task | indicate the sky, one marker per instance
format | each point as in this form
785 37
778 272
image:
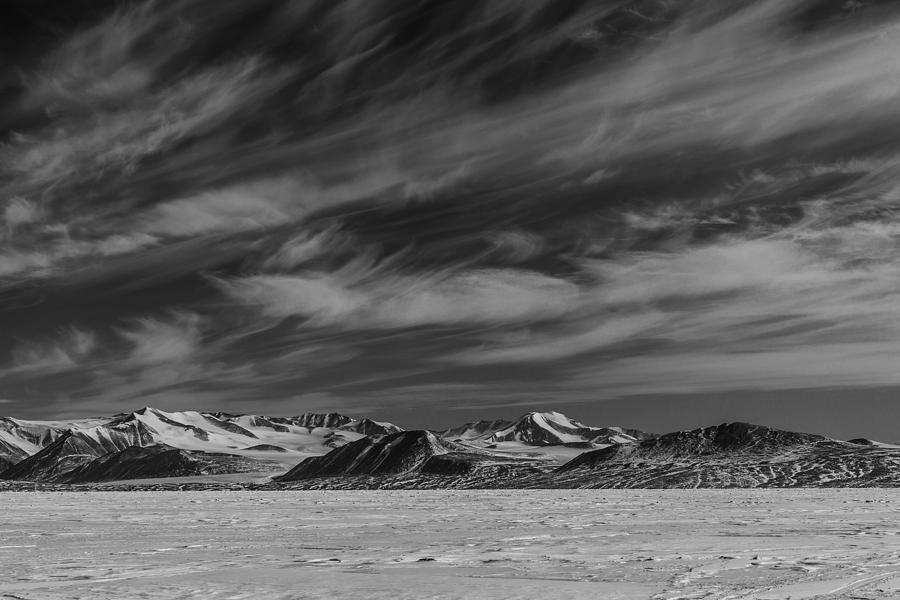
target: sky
642 213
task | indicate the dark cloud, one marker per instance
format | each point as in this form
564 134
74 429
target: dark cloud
274 206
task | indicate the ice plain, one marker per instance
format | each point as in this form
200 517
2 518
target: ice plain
611 544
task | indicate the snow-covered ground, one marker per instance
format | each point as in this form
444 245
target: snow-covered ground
624 544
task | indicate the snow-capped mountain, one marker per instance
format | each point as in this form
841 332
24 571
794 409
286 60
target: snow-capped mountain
415 456
734 455
45 451
543 429
396 453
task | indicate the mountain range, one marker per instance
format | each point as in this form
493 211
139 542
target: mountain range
330 450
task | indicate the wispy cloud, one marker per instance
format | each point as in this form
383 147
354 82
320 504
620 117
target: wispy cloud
156 341
68 351
393 300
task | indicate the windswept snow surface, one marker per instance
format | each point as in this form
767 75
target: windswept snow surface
573 544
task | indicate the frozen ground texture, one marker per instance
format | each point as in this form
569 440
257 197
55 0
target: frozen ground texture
609 544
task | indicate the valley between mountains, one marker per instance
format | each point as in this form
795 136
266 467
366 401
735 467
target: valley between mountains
153 449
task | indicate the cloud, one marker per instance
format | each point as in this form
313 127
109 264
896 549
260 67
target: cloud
476 297
155 341
20 211
68 351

» **What is required**
Transcribe the full listing above exactly, with the images removed.

» **Exercise result**
task | indicate the sky, one marker per instance
format | each point as in this form
785 37
778 272
image:
target: sky
642 213
task | indicate the dark cloud, one marker per instance
format | each point as in this form
564 134
74 429
target: dark cloud
274 206
task | indicate the ice plain, one marker per instance
format | each point as in this form
200 517
2 518
target: ice plain
611 544
task | indicate the snow-covered ground, one marker per instance
format | each point as in this form
444 245
target: snow-covered ground
624 544
task | indicate the snow-capped mountain, one marker per instance
format | each point as in this form
841 332
24 571
794 409
286 60
target: snow-capped mountain
415 456
734 455
45 451
543 429
396 453
task | indicate the mountain range, one marker per instance
format | each point as in this form
493 211
139 542
target: mountain range
330 450
task | indicate the wispy cloud, one marker per instance
format | each point as in this form
383 147
354 82
320 504
620 117
target: wispy cloud
156 341
68 351
393 300
task | indicate the windswept snow surface, one marker per instance
format | each point as in this form
767 75
target: windswept snow surface
573 544
task | indicate the frozen ground texture, one marker per instance
format | each point as in this form
569 440
257 197
55 0
target: frozen ground texture
609 544
task | indicate the valley between mountains, one marker per instance
format | each point as in this form
795 136
266 467
366 401
735 467
target: valley between mountains
153 449
task | indicate the cloud, one marker per instance
format | each point as in this form
313 127
109 264
896 549
260 67
target: cloud
476 297
155 341
20 211
68 351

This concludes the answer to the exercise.